Consigne de l'exercice 1
Pourriez-vous reproduire à l'identique le texte sur les savants voyageurs en Amérique, en commençant aux mots « capable non seulement » et en vous arrêtant après « critique prééminente[xxi]. » ?

Texte fourni

----

Concernant cette seconde perspective, rappelons les études “américanistes”
avant la lettre menées à bien par les missionnaires. Partagé entre son
ministère et l’étude des langues guarani et abipone, le père autrichien Martin
Dobrizhoffer publie en 1784, après un séjour de vingt-deux ans au
Paraguay, une Historia de Abiponus equestris bellicos aque Paraquariae
natione.
La mise en forme des concepts développés permet une première reconstruction
du savoir. Les membres de l’expédition Malaspina se munissent de tous les
ouvrages nécessaires pour faire de leur bâtiment une “académie flottante”
capable non seulement de rassembler, mais encore de traiter l’information et de
la confronter aux sources plus anciennes. En ayant à leur disposition un
laboratoire et une académie, les scientifiques se voient attribuer une fonction
critique prééminente[xxi].
Vérificateur scrupuleux, Humboldt confronte systématiquement ses écrits aux
sources, ce qui leur donne un poids sans égal. Le renvoi aux notes, la présence
d’un index à la fin de l’Essai politique sur la Nouvelle-Espagne sont
autant de preuves de la volonté de construire un discours objectif et raisonné.
L’évolution méthodologique transparaît entre l’organisation de l’ouvrage
d’Ulloa, divisé en nombreux discours, et celle prévue par Malaspina, comprenant
trois parties : relation, état physique et politique des zones abordées[xxii].
Afin de prolonger le regard et d’en gommer les imperfections, on
se munit des instruments qui sont placés au centre de l’aventure par La
Condamine, et qui permettent la mise en réseau des informations. Humboldt se
vante d’ailleurs de surpasser son prédécesseur en apportant sur les cimes des
volcans péruviens les moyens de relever “les mesures qu’il était intéressant
de connaître”. Ainsi réalise-t-il une périlleuse ascension “pour y
porter un électromètre de Volta”[xxiii].

----

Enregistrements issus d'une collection
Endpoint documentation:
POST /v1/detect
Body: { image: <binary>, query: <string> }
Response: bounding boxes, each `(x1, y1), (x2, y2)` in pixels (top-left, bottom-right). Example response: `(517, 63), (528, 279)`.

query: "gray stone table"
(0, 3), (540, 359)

----

Consigne de l'exercice 2
Pouvez-vous réécrire toutes les lignes de la liste d'enregistrements, demandes comprises, en ajoutant -136 à chaque coordonnée de boîte figurant dans les réponses ?

Réponse complète 1
capable non seulement de rassembler, mais encore de traiter l’information et de
la confronter aux sources plus anciennes. En ayant à leur disposition un
laboratoire et une académie, les scientifiques se voient attribuer une fonction
critique prééminente[xxi].

Réponse complète 2
Endpoint documentation:
POST /v1/detect
Body: { image: <binary>, query: <string> }
Response: bounding boxes, each `(x1, y1), (x2, y2)` in pixels (top-left, bottom-right). Example response: `(517, 63), (528, 279)`.

query: "gray stone table"
(-136, -133), (404, 223)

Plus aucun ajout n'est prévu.